> [Work request] Copy each of the following lines, keeping it identical to the original.
────
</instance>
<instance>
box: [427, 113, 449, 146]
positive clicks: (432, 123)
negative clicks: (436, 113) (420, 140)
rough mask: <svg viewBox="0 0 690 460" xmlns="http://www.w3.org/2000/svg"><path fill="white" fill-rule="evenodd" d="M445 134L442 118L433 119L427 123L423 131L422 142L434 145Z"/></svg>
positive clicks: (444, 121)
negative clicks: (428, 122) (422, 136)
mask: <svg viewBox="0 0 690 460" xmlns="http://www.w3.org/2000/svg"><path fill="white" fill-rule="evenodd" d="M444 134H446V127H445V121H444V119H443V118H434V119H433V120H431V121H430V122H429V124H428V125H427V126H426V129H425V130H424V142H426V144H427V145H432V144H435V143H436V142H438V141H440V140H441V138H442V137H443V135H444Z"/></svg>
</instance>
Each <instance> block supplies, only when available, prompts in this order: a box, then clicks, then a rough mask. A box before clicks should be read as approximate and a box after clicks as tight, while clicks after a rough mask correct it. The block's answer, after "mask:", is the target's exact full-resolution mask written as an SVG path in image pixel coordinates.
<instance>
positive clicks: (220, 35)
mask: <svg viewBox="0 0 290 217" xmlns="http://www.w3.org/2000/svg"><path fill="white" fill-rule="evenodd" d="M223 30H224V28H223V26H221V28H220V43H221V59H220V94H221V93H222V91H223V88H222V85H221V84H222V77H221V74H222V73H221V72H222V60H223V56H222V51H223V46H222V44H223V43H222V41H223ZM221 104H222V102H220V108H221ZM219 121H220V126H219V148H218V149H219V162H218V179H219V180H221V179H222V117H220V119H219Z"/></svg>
────
> [Exercise result]
</instance>
<instance>
box: [427, 113, 449, 146]
positive clicks: (432, 123)
negative clicks: (436, 113) (420, 140)
rough mask: <svg viewBox="0 0 690 460" xmlns="http://www.w3.org/2000/svg"><path fill="white" fill-rule="evenodd" d="M445 134L442 118L433 119L427 123L423 131L422 142L434 145Z"/></svg>
positive clicks: (444, 121)
negative clicks: (428, 122) (422, 136)
mask: <svg viewBox="0 0 690 460" xmlns="http://www.w3.org/2000/svg"><path fill="white" fill-rule="evenodd" d="M444 134H446V127H445V121H444V119H443V118H434V119H433V120H431V121H430V122H429V124H428V125H427V126H426V129H425V130H424V142H426V144H427V145H432V144H435V143H436V142H438V141H440V140H441V138H442V137H443V135H444Z"/></svg>
</instance>
Each <instance> block supplies, only when available, prompts in this order: a box, then clicks, then a rough mask. A box before clicks should be read as approximate and a box after clicks as tight, while clicks after a rough mask correct it. The block's answer, after "mask:", is the target's exact full-resolution mask written as an SVG path in image pixel coordinates.
<instance>
positive clicks: (220, 35)
mask: <svg viewBox="0 0 290 217" xmlns="http://www.w3.org/2000/svg"><path fill="white" fill-rule="evenodd" d="M223 30H224V28H223V26H221V28H220V43H221V59H220V94H221V93H222V91H223V88H222V85H221V84H222V77H221V74H222V73H221V72H222V60H223V56H222V51H223V46H222V44H223V43H222V41H223ZM221 104H222V102H220V108H221ZM219 121H220V126H219V148H218V149H219V162H218V179H219V180H221V179H222V117H220V119H219Z"/></svg>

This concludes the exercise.